**Text block**:
It all started way, way before you were born with the Edinburgh Fringe Festival...

1947: Eight theatre groups turn up uninvited to the first Edinburgh International Festival in Scotland. The inn is full, so they check in at venues away from the big public stages, out on the fringe. The first Fringe has been born. There is no central box office, no Fringe Programme, no advance publicity – the interlopers just arrived. 

1948: Robert Kemp of the Edinburgh Evening News unknowingly coins the name that is to later describe the largest and most famous festival in the world: 'Round the fringe of the official Festival drama there seems to be a more private enterprise than before... I'm afraid some of us are not going to be often at home during the evenings' he wrote.

1954: Fringe groups hold their first meeting. 'We are cutting each other's throats,' says one producer. Joint box office and publicity are given high priority as a cure for this calamity.

1955: The Edinburgh Fringe is already established, with Durham, Oxford, Birmingham and Edinburgh universities represented regularly. Thirteen groups attend.

1958: The Edinburgh Festival Fringe Society becomes organised. A constitution is drawn up. Artistic vetting is to have no place in the society's aims, a decision which remains central to the development of the Fringe.

1966: Tom Stoppard's Rosencrantz and Guildenstern are Dead is premiered in Edinburgh by the Oxford Theatre Group.

2001: Over 600 groups from 49 different countries performed 1,462 shows in 175 venues across Edinburgh. Ticket sales soar to a record £6,636,093.

2003: Edinburgh Fringe ticket sales hit the million mark for the first time (1.18 million)!
 


from Wikipedia....

After Edinburgh, the second-largest fringe festival in the world is that of the Adelaide Fringe Festival. The Adelaide Fringe evolved in the early 1970s as a reaction against the establishment and the then 'mainstream' Adelaide Festival of Arts. Today, although two events are now inextricably linked, the Fringe Festival has overtaken the main Festival of Arts in terms of attendance. The Adelaide Fringe is renowned for its innovation, spontaneity and carnival atmosphere, and is widely regarded as one of the best events of its kind in the world.

**List of tasks**:
A - Answer the following from the Fringe history text:
(i) How many theatre groups turned up uninvited in 1947?
(ii) Who unknowingly coined the name for the festival in 1948?
(iii) Which fringe festival is the second-largest in the world?
B - Explain, according to the Fringe history text, why joint box office and publicity were given high priority at the first meeting of Fringe groups in 1954.
C - Reproduce the passage of the Fringe history text from "1958: The Edinburgh" up to and including "a record £6,636,093.".
The data that come next are separate material and have no connection to the Fringe history text.

**Supplied records**:
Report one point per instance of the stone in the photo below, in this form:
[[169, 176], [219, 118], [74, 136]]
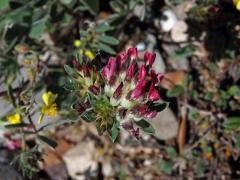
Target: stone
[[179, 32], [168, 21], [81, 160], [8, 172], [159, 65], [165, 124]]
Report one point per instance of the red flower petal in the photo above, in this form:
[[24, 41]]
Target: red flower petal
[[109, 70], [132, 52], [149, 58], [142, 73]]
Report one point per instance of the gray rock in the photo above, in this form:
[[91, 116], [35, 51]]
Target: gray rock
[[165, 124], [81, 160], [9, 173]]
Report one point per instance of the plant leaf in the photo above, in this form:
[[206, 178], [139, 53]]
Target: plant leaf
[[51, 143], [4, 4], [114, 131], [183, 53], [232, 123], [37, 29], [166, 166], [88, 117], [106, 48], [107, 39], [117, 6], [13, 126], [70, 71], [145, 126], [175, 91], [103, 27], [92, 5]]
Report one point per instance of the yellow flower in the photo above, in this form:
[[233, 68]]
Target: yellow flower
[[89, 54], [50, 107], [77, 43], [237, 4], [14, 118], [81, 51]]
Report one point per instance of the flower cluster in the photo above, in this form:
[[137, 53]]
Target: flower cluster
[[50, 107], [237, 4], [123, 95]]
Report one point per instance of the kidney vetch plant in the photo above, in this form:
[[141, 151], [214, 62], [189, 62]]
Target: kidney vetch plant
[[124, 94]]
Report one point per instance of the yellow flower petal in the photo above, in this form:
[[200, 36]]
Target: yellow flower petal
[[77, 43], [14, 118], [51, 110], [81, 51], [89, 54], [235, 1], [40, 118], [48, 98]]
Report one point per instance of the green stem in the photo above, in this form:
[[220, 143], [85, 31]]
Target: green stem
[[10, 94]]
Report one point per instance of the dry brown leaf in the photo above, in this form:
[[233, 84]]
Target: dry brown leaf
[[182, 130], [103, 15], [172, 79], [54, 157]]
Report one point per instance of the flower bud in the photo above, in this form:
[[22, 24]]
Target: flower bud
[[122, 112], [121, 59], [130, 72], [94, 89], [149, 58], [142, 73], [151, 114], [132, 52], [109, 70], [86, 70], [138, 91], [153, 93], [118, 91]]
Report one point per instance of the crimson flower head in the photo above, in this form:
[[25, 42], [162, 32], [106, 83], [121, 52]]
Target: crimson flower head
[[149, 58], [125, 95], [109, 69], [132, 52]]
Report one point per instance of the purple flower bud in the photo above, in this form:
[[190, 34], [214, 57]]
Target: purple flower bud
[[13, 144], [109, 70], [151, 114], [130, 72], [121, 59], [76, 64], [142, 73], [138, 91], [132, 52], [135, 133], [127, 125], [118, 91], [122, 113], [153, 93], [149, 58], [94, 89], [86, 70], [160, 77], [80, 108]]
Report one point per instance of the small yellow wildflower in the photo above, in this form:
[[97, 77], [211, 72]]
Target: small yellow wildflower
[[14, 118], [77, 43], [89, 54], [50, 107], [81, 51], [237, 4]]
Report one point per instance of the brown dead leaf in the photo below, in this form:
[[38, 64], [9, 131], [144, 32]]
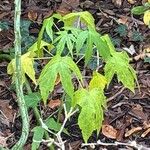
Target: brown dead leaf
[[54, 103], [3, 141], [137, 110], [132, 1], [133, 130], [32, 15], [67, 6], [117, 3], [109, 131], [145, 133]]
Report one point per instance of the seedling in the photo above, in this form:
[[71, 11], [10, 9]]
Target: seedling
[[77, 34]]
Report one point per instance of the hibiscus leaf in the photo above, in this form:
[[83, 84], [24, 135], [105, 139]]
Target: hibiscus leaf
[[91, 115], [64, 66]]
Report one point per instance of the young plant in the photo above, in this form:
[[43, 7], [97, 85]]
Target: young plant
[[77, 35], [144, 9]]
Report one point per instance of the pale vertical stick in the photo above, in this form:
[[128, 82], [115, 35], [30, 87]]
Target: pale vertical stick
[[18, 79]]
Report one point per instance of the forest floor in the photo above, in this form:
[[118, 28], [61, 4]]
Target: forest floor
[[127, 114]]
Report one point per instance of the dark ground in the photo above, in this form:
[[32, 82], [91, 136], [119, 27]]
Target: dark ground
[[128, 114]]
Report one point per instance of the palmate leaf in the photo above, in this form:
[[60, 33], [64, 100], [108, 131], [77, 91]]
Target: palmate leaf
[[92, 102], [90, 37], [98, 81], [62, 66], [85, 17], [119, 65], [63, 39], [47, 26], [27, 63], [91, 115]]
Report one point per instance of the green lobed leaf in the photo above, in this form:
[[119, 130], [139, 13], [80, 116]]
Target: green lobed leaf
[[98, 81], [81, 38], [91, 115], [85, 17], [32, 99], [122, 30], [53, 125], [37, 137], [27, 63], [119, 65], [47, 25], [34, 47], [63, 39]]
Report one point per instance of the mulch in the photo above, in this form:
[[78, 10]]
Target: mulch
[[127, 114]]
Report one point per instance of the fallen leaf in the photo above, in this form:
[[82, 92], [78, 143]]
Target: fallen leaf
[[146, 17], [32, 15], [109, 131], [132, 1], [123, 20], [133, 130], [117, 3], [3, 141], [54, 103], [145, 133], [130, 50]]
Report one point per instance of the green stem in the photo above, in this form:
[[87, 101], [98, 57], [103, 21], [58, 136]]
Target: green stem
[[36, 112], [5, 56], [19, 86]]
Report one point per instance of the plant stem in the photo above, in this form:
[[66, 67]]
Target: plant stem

**Responses by task**:
A -
(i) Eight
(ii) Robert Kemp of the Edinburgh Evening News
(iii) The Adelaide Fringe Festival

B - At that first meeting, one producer said the groups were "cutting each other's throats." Joint box office and publicity were given high priority as a cure for this calamity.

C -
1958: The Edinburgh Festival Fringe Society becomes organised. A constitution is drawn up. Artistic vetting is to have no place in the society's aims, a decision which remains central to the development of the Fringe.

1966: Tom Stoppard's Rosencrantz and Guildenstern are Dead is premiered in Edinburgh by the Oxford Theatre Group.

2001: Over 600 groups from 49 different countries performed 1,462 shows in 175 venues across Edinburgh. Ticket sales soar to a record £6,636,093.